Exercise directions
Retype each entry. Leave every word as it is.

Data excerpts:
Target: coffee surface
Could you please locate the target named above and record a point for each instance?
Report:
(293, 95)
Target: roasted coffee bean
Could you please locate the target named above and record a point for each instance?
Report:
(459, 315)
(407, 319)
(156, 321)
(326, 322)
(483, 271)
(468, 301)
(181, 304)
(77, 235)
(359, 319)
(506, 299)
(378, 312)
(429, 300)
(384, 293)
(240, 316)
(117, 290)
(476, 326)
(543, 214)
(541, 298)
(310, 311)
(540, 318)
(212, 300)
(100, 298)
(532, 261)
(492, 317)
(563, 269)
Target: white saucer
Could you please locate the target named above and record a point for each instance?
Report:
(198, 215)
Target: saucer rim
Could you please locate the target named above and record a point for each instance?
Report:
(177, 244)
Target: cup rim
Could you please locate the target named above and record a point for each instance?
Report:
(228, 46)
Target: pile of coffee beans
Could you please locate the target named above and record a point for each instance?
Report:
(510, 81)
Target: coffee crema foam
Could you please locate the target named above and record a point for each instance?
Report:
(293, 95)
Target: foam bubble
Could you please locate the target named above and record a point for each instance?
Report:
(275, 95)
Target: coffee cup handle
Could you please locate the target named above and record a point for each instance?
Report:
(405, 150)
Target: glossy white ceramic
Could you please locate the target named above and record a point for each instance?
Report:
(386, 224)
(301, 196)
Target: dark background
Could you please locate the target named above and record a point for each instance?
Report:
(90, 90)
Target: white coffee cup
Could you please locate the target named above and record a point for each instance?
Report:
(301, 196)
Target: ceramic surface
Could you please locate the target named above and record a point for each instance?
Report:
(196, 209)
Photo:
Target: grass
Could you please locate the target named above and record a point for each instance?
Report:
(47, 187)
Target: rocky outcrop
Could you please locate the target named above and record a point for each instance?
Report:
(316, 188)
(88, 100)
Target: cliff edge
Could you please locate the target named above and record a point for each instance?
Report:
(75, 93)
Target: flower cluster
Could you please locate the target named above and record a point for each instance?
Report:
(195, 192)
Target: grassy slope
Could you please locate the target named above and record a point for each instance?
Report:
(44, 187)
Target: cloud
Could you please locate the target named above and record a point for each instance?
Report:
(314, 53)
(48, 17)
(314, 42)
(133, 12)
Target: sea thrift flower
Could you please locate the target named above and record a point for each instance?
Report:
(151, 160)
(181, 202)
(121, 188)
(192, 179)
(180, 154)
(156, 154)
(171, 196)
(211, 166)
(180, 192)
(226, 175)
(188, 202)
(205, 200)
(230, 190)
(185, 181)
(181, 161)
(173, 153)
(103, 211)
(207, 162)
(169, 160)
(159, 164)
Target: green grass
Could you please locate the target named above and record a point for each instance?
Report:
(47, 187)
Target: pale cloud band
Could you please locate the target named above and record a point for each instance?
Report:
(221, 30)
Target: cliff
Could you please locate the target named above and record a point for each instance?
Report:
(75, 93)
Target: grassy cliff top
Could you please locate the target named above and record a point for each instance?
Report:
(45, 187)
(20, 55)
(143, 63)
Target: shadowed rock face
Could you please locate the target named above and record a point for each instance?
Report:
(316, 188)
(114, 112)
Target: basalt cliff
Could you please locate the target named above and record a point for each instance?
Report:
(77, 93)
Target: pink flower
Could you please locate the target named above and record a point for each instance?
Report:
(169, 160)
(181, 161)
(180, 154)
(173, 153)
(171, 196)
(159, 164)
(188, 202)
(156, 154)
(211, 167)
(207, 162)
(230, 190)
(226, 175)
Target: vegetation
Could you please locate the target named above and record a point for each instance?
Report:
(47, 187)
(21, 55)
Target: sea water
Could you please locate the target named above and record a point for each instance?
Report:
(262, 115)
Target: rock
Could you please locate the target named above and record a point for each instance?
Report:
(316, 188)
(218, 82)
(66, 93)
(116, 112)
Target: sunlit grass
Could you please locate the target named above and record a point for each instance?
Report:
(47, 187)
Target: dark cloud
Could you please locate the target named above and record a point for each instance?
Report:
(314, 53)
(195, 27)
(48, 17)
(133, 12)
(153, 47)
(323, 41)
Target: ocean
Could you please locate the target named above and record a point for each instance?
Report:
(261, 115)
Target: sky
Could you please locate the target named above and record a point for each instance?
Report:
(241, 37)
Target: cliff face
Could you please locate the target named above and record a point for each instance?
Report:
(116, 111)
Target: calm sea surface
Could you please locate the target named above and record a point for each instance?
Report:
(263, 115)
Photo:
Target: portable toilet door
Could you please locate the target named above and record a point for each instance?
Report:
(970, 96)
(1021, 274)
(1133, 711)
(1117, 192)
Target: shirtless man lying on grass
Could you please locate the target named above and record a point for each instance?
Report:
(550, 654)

Solution
Target: coffee surface
Could you please locate the target named above and record a point for each instance?
Report:
(293, 95)
Target: roasted coffee bean
Could you please locate the target named above and record a point for each instance?
Report:
(459, 315)
(407, 319)
(156, 321)
(326, 322)
(483, 271)
(468, 301)
(181, 304)
(77, 235)
(359, 319)
(506, 299)
(378, 312)
(429, 300)
(384, 293)
(240, 316)
(117, 290)
(476, 326)
(543, 214)
(541, 298)
(310, 311)
(540, 318)
(212, 300)
(100, 298)
(532, 261)
(492, 317)
(563, 269)
Target: white saucer
Could you please locate the target named above and record a point for each instance?
Report:
(198, 215)
Target: saucer rim
Could you please locate the target named above and record a point for each instance?
Report:
(177, 244)
Target: cup rim
Could you please locate the target named above and record a point for each instance?
Report:
(228, 46)
Target: pile of coffee beans
Could you please locate the target named above and record a point for each instance?
Report:
(510, 81)
Target: coffee crema foam
Could you please locate the target named above and record a point for each instance?
Report:
(293, 95)
Target: foam bubble
Could you please locate the target named above and record a point for each instance?
Report:
(275, 95)
Target: coffee cup handle
Could you please locate the target named above and record a point for each instance?
Report:
(405, 150)
Target: glossy white ceramic
Could you please locate the target named above and record a point for each instance?
Report:
(386, 224)
(301, 196)
Target: dark background
Could you please locate the target named above and record a point for each instance?
Report:
(90, 90)
Target: white coffee cup
Could you please locate the target named above and record a point for each instance?
Report:
(301, 196)
Target: ceramic surface
Could you please locate the target named above and record a point for each instance?
Report:
(196, 209)
Photo:
Target: grass
Could you please locate the target named above and record a point for each instance?
Report:
(47, 187)
Target: rocky outcrop
Could you please locate the target named above and record a point for each instance?
Report:
(316, 188)
(88, 100)
Target: cliff edge
Could you please locate the target named above and record a point for each instance?
Report:
(75, 93)
Target: flower cluster
Could you please locate the target named above and record a point for each instance?
Report:
(195, 192)
Target: grassy slope
Could you please locate the target named above and record a point for each instance?
Report:
(44, 187)
Target: cloud
Could you please locate the target named above and record a point for each instance?
Report:
(314, 53)
(48, 17)
(314, 42)
(133, 12)
Target: sea thrift flower
Could you please locate the target named above and record a point for each instance?
Report:
(151, 160)
(181, 202)
(121, 188)
(192, 179)
(180, 154)
(156, 154)
(171, 196)
(211, 166)
(180, 192)
(226, 175)
(188, 202)
(205, 200)
(230, 190)
(185, 181)
(181, 161)
(173, 153)
(103, 211)
(207, 162)
(169, 160)
(159, 164)
Target: green grass
Could you please locate the target named above and record a point for each instance?
Report:
(47, 187)
Target: pale cloud band
Could you please locate the target named above and record a point for each instance?
Report:
(221, 30)
Target: cliff
Could you please locate the target named above and record a point for each instance?
Report:
(75, 93)
Target: grassy cliff top
Could you please locate the target named above and record a point for each instance?
Report:
(45, 187)
(20, 55)
(143, 63)
Target: shadowed rock face
Could you please locate the target named above and record a point for each instance?
Report:
(316, 188)
(114, 112)
Target: basalt cliff
Could you please locate the target named above and record a point for each instance?
Report:
(77, 93)
Target: pink flower
Could you please locate the target named above and record a point for each instance?
Report:
(169, 160)
(181, 161)
(180, 154)
(173, 153)
(171, 196)
(159, 164)
(188, 202)
(156, 154)
(211, 167)
(207, 162)
(230, 190)
(226, 175)
Target: vegetation
Could you please locate the target named above and record a point for each instance?
Report:
(47, 187)
(21, 55)
Target: sea water
Could you please locate the target named above and record a point for each instance?
Report:
(262, 115)
Target: rock
Could you please locate the target named above and record a point for each instance?
Report:
(316, 188)
(218, 82)
(66, 93)
(116, 112)
Target: sunlit grass
Could you please locate the target named above and record a point for each instance?
Report:
(47, 187)
Target: dark cloud
Could you please locate the target named above and record a point for each instance?
Report:
(314, 53)
(195, 27)
(48, 17)
(133, 12)
(153, 47)
(323, 41)
Target: ocean
Could you please locate the target named above and record a point for each instance?
Report:
(261, 115)
Target: sky
Could you please locate the target named above and record a point for each instance?
Report:
(241, 37)
Target: cliff face
Could you please locate the target named above and record a point for each instance?
Report:
(116, 111)
Target: calm sea surface
Could you please locate the target named above and record a point for each instance?
Report:
(263, 115)
Photo:
Target: portable toilet door
Could you please locate the target named above and record a point for each instance?
Report:
(970, 96)
(1021, 274)
(1133, 711)
(1117, 192)
Target: shirtless man lying on grass
Could you please locate the target named above and record a point for each instance?
Report:
(550, 654)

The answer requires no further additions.